▶ DATA ENTRIES:
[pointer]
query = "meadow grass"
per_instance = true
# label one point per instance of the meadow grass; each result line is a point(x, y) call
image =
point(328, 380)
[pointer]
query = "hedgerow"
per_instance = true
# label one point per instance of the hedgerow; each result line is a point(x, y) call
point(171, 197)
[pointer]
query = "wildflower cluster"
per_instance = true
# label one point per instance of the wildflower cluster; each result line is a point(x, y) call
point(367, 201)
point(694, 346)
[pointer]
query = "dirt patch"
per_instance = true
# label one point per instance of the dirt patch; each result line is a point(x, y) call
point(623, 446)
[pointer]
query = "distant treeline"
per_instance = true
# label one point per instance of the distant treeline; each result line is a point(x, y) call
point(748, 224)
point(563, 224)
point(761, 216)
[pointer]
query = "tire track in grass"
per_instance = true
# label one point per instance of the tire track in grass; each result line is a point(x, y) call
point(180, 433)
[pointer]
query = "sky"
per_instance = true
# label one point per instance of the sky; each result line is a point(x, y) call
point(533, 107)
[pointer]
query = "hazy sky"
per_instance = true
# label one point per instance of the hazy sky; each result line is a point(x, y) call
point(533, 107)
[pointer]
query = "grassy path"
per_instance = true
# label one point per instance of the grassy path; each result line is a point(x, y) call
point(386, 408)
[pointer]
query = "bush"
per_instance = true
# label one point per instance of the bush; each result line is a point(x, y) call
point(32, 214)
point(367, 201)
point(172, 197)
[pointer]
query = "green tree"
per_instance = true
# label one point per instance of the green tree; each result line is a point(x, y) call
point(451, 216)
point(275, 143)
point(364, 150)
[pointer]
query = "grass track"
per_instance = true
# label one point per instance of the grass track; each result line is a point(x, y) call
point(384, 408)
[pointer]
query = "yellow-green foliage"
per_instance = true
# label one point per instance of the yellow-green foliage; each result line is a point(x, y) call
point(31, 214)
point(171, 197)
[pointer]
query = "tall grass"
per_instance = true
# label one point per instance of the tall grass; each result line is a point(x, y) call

▶ PROBLEM DETAILS: Rewrite all the lines above, swapping "dirt patch" for "bare soil" wherever it occurs and leaving everything else unchanged.

▶ FULL ANSWER:
[pointer]
query = "meadow grass"
per_instance = true
# label one point per instance of the meadow grass; each result line is a point(x, y) call
image =
point(328, 380)
[pointer]
query = "hedgerow"
per_instance = true
# label one point per instance of the hedgerow; each result line is a point(x, y) call
point(171, 197)
[pointer]
query = "wildflower cluster"
per_instance = true
# label one point per instance of the wildflower cluster; each result line is a point(x, y) call
point(367, 201)
point(694, 346)
[pointer]
query = "bare soil"
per_instance = true
# label one point per instance of the bare soil; each result line is a point(x, y) call
point(623, 446)
[pointer]
query = "distant treeline"
per_instance = true
# label one point per instance of the distant treeline; each result line is a point(x, y) call
point(748, 224)
point(563, 224)
point(761, 216)
[pointer]
query = "tire track in grass"
per_instance = true
# label one point per instance of the tire track in grass; each result line is a point(x, y) call
point(180, 433)
[pointer]
query = "sky"
per_instance = true
# label one point per instance of the sky; each result line is a point(x, y) call
point(533, 107)
[pointer]
query = "hazy sky"
per_instance = true
# label one point per instance of the hazy sky; each result line is a point(x, y) call
point(533, 107)
[pointer]
query = "grassy path"
per_instance = true
# label one point per instance of the grassy path; each result line is a point(x, y) call
point(386, 408)
[pointer]
query = "bush"
per_instance = true
# label one point per instance of the bush; each result line is a point(x, y) call
point(32, 214)
point(367, 201)
point(172, 197)
[pointer]
query = "green tree"
per_instance = true
# label one point per instance of the green tree; each result line is a point(x, y) call
point(451, 216)
point(275, 143)
point(364, 150)
[pointer]
query = "grass track"
per_instance = true
# label one point per instance of the grass track; each result line is a point(x, y) call
point(384, 408)
[pointer]
query = "yellow-green foliage"
per_instance = true
# label one point per instance of the yellow-green foliage; each result line is a point(x, y) call
point(31, 214)
point(171, 197)
[pointer]
query = "tall grass"
per_instance = true
# label one point per instance of the tall grass; each result line is a point(x, y) call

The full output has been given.